AIM OF THE TASK. Go through each line of the entries below and tally those containing the string "instance"; give only the total.

INPUT FOR THIS TASK.
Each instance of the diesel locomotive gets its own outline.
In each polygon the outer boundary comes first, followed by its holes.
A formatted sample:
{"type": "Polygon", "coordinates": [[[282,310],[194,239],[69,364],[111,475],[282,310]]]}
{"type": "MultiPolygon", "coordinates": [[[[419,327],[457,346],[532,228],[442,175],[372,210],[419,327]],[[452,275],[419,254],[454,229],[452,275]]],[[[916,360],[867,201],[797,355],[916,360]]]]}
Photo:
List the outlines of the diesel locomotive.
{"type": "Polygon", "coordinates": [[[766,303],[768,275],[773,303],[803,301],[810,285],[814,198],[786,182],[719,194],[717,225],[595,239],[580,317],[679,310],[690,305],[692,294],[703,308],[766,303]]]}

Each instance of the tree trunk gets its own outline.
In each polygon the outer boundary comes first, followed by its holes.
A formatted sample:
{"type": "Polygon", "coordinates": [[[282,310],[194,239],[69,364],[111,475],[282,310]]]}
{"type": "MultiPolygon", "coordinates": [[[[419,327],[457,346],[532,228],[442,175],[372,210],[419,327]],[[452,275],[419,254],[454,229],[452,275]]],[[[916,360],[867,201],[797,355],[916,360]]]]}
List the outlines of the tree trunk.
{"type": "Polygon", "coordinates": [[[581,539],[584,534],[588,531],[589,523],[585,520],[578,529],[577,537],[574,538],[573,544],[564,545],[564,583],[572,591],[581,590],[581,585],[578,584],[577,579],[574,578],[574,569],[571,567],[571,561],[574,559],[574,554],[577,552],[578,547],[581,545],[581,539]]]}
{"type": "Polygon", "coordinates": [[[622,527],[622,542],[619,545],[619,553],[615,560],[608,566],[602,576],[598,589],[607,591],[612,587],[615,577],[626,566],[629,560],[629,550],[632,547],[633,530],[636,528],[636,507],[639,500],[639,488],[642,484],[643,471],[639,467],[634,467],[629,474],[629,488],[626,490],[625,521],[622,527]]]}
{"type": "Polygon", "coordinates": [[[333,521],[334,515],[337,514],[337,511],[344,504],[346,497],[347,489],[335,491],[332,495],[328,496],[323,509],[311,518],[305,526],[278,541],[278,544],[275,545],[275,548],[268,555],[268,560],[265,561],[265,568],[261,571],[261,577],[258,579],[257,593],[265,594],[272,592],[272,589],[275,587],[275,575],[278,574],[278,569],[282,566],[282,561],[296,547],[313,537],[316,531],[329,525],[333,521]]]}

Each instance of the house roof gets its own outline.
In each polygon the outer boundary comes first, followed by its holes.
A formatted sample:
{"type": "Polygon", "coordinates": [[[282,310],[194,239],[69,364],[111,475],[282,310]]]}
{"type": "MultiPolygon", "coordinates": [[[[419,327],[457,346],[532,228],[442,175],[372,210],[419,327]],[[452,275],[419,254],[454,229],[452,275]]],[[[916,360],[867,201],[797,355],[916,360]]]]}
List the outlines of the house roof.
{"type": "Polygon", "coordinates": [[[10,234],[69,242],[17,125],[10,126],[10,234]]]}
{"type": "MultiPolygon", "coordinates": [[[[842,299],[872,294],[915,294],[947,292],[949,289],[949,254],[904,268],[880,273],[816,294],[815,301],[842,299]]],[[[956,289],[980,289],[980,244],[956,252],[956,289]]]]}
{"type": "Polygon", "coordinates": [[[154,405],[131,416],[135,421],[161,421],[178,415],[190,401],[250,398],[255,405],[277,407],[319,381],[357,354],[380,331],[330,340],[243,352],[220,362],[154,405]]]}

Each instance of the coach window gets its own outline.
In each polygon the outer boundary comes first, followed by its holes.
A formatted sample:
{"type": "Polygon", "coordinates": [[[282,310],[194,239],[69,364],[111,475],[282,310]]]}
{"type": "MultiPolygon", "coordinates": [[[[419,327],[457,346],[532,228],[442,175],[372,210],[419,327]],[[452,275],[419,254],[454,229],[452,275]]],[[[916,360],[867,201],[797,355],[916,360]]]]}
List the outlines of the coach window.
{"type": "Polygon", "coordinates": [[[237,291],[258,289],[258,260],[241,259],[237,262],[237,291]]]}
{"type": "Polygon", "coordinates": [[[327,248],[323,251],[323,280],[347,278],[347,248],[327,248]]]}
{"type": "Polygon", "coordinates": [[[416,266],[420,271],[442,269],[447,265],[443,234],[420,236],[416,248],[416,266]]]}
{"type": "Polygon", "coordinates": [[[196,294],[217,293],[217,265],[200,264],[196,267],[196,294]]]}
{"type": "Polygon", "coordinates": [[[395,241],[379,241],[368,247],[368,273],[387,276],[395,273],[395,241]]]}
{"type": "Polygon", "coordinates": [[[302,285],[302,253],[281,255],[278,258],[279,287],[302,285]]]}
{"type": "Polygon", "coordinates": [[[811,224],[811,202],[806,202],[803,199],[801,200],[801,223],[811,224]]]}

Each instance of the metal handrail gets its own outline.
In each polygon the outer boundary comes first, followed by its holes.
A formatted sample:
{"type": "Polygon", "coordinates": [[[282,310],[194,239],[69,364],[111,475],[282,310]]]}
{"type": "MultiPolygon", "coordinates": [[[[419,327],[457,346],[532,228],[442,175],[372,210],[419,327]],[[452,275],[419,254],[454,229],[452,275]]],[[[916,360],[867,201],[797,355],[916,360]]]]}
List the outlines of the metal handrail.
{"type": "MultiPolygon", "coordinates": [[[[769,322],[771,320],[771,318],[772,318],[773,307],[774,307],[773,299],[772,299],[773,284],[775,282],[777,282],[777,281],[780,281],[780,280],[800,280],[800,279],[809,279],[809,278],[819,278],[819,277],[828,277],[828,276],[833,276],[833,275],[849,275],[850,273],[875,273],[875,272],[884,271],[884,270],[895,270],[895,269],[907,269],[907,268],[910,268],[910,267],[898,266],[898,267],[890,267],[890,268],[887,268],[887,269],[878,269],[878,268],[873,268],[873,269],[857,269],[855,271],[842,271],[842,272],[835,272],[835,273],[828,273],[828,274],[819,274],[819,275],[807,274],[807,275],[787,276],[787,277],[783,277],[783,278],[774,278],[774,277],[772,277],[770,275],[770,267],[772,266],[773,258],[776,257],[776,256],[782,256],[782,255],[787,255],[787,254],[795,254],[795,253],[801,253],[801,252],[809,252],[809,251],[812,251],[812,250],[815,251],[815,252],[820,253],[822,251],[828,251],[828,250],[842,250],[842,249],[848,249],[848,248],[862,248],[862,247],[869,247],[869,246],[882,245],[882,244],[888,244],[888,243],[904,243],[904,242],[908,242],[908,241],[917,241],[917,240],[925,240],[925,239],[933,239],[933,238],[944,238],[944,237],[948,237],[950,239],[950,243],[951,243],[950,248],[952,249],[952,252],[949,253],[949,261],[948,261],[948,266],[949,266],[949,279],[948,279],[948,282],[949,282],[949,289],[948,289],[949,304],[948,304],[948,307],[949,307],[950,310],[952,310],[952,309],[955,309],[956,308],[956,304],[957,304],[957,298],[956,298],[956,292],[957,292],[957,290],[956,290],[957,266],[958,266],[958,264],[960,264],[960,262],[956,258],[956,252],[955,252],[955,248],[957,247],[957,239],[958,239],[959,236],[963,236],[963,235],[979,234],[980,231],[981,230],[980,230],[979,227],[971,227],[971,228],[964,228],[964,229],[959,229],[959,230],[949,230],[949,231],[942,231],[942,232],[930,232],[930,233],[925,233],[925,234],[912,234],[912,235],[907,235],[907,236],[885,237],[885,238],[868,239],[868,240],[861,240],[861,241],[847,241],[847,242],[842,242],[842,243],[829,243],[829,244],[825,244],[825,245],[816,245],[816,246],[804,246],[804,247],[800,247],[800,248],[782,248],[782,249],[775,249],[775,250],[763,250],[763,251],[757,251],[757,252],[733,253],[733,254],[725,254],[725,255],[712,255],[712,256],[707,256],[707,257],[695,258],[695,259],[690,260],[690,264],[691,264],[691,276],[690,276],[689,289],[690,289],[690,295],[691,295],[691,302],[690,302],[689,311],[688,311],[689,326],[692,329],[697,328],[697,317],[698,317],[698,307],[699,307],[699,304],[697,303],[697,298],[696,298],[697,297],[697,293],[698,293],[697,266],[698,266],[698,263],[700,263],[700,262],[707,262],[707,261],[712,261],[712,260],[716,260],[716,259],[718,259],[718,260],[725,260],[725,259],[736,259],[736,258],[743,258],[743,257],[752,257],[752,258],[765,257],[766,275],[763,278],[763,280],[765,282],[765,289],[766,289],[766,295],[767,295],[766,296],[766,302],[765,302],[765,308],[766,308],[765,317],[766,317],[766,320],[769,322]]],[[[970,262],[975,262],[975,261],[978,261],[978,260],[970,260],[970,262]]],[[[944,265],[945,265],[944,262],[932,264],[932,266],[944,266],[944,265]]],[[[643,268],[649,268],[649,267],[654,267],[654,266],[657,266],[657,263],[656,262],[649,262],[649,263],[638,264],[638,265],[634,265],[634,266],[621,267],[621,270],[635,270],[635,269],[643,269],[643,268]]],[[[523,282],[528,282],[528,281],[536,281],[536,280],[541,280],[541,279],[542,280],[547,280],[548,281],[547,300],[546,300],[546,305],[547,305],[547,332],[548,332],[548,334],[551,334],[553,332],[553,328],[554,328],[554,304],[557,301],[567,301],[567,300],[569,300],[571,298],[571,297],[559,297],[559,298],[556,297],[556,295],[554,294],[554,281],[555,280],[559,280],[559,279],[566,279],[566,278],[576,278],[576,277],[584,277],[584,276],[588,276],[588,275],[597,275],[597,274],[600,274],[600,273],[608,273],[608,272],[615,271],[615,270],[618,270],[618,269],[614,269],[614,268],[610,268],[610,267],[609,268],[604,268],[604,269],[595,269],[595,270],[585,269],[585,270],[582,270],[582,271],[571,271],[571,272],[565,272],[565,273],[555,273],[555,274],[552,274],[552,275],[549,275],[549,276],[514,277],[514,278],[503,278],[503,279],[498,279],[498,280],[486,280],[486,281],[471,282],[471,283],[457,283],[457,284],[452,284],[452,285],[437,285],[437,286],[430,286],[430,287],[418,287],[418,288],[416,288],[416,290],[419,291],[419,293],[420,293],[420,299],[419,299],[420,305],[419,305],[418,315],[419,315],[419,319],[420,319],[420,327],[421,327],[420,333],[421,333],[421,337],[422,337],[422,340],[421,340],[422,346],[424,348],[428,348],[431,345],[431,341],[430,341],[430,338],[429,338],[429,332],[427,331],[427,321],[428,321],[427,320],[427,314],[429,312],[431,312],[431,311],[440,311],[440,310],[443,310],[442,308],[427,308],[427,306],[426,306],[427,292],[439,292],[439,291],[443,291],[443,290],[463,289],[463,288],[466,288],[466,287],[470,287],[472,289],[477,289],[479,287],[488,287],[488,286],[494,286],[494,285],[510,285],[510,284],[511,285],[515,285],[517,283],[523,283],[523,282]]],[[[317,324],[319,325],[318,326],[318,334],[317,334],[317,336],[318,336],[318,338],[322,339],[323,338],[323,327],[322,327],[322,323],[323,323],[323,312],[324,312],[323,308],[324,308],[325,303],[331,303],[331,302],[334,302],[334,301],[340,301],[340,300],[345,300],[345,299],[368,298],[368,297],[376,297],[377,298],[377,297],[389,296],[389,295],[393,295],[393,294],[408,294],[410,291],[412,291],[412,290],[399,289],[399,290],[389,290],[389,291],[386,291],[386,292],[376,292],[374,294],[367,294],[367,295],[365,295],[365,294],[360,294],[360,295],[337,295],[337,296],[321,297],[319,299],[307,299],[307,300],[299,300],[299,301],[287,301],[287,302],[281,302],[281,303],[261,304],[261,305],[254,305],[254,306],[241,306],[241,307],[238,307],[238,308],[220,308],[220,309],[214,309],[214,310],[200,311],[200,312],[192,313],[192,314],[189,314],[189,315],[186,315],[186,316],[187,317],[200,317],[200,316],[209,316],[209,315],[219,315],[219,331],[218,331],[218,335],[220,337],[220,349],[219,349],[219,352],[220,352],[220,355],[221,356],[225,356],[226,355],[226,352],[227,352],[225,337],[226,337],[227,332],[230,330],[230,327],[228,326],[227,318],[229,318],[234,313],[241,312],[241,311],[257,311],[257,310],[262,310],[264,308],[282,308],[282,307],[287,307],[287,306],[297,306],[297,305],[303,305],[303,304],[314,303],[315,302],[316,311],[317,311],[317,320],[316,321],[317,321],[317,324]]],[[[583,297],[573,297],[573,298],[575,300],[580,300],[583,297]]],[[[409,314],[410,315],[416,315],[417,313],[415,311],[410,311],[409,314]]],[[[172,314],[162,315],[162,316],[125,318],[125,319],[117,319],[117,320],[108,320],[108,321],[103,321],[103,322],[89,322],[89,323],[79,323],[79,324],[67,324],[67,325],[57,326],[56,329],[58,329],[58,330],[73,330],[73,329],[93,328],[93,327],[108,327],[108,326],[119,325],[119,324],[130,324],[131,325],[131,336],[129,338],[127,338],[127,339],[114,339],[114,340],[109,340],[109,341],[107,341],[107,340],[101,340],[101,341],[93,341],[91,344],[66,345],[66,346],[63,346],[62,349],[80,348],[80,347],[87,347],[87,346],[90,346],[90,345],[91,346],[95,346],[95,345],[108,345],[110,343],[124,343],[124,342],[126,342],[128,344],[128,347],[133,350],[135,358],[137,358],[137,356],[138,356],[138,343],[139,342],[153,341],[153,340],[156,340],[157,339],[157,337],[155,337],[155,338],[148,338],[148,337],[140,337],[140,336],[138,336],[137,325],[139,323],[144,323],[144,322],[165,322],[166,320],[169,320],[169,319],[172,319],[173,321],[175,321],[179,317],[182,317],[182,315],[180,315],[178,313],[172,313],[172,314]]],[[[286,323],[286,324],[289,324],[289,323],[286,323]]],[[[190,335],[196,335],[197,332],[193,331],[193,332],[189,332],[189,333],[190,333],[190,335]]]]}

WRITTEN ANSWER. 5